## 引用文
WOWOWで今後日本初公開される映画の中で特に注目の作品を2本紹介します。
ルーベ、嘆きの光
放送日時:3月5日(木)21時〜、3月18日(水)14時55分〜
英題『Oh Mercy!』
制作:2019年、フランス
あらすじ
ベルギー国境にほど近い、フランス北部の小さな町ルーベ。警察署長である中東系の警視ダウードが率いるルーベ中央警察の管内は、かつて栄えた各産業が衰退した上に、多様な民族が暮らすようになったためかか、凶悪犯罪が多発していた。やがてある夜、老女性が他殺体となって見つかる事件が発生。ダウードら捜査班は、老女性の家の近所に住む貧しい女性2人、クロードとマリーを怪しいと見て逮捕し、入念な取り調べを始めるが……。
引用元:WOWOW
監督は『あの頃エッフェル塔の下で』『ジミーとジョルジュ 心の欠片を探して』『クリスマス・ストーリー』などのアルノー・デプレシャン。
アルノー・デプレシャン監督作は『ルーベ、嘆きの光』の前に作られた『イスマエルの亡霊たち』は2017年の東京国際映画祭で上映されましたが、その後はソフト化や配信なども現時点ではされていないですね。

## やること 1
記録から、語「microwave」を含む行をすべて抜き出してください。大文字と小文字は区別します。

## 使う記録

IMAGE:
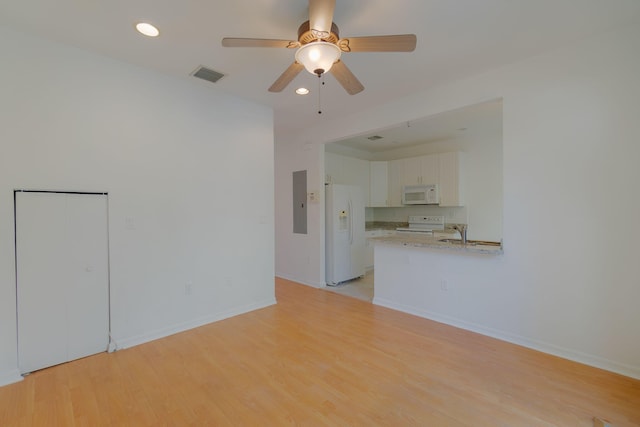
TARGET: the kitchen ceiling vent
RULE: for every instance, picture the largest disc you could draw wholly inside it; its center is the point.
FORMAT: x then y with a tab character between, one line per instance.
207	74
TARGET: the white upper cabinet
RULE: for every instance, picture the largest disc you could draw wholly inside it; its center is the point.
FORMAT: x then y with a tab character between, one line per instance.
395	182
420	170
378	184
450	179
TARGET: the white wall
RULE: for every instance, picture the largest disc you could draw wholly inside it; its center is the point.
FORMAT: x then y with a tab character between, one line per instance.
168	152
568	280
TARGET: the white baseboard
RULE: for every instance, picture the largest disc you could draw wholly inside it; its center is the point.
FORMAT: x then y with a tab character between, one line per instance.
120	343
293	279
565	353
9	377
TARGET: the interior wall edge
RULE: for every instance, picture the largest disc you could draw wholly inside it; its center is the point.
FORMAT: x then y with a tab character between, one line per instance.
10	376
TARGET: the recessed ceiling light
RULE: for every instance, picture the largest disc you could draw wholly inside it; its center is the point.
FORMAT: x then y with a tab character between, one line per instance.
147	29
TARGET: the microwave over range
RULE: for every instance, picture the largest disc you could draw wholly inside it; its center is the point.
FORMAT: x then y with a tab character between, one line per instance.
420	194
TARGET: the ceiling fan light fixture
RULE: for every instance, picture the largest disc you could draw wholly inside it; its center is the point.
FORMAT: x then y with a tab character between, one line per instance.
318	57
147	29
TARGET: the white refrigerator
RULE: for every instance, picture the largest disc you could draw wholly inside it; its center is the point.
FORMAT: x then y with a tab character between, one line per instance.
344	230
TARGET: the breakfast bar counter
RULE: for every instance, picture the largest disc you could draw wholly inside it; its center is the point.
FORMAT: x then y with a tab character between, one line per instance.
417	240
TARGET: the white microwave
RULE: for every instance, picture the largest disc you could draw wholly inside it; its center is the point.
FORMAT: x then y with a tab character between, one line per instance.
420	194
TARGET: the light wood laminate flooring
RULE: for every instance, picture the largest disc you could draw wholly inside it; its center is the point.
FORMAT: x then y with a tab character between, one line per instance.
318	358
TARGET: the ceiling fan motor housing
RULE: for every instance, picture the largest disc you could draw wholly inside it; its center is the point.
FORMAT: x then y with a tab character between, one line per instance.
308	35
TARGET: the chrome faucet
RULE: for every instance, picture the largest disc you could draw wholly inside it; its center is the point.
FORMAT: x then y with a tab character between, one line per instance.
462	229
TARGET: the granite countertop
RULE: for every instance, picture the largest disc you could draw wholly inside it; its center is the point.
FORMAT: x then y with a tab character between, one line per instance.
383	225
423	241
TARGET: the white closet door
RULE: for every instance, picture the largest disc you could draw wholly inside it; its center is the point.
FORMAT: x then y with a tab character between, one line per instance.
62	277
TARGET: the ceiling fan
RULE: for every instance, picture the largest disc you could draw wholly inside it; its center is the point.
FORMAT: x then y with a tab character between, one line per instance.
319	47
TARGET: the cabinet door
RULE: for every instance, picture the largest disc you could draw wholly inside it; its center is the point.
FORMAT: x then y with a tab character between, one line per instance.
378	183
370	248
412	171
429	169
395	182
450	179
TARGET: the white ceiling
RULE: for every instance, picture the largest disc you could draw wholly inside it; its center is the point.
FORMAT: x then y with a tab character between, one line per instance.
473	122
456	38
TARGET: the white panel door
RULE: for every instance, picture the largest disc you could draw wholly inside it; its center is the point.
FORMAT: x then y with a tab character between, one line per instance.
62	277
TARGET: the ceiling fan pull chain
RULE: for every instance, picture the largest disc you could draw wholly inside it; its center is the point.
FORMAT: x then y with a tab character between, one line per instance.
320	83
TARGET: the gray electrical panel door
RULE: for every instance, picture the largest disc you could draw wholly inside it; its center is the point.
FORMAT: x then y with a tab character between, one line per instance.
300	202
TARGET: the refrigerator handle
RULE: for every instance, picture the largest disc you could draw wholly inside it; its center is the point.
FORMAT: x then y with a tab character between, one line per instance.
350	222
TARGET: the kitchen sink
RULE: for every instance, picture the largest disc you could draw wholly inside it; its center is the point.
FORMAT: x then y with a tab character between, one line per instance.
471	242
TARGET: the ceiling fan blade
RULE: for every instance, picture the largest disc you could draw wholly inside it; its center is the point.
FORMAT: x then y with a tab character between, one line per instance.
321	16
240	42
396	43
286	77
346	78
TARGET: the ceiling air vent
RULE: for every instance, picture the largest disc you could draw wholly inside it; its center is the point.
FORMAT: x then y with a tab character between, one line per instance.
207	74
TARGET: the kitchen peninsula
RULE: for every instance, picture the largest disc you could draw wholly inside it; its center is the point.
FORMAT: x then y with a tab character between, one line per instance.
438	280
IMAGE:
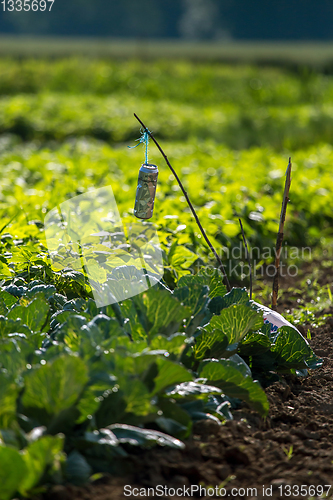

## やること 2
引用文のうち、「制作:2019年、フランス」から「どのアルノー・デプレシャン。」までを、両端も含めて一字も変えずに引用してください。

## 解答例 1
TARGET: the microwave over range
TARGET: the white microwave

## 解答例 2
制作:2019年、フランス
あらすじ
ベルギー国境にほど近い、フランス北部の小さな町ルーベ。警察署長である中東系の警視ダウードが率いるルーベ中央警察の管内は、かつて栄えた各産業が衰退した上に、多様な民族が暮らすようになったためかか、凶悪犯罪が多発していた。やがてある夜、老女性が他殺体となって見つかる事件が発生。ダウードら捜査班は、老女性の家の近所に住む貧しい女性2人、クロードとマリーを怪しいと見て逮捕し、入念な取り調べを始めるが……。
引用元:WOWOW
監督は『あの頃エッフェル塔の下で』『ジミーとジョルジュ 心の欠片を探して』『クリスマス・ストーリー』などのアルノー・デプレシャン。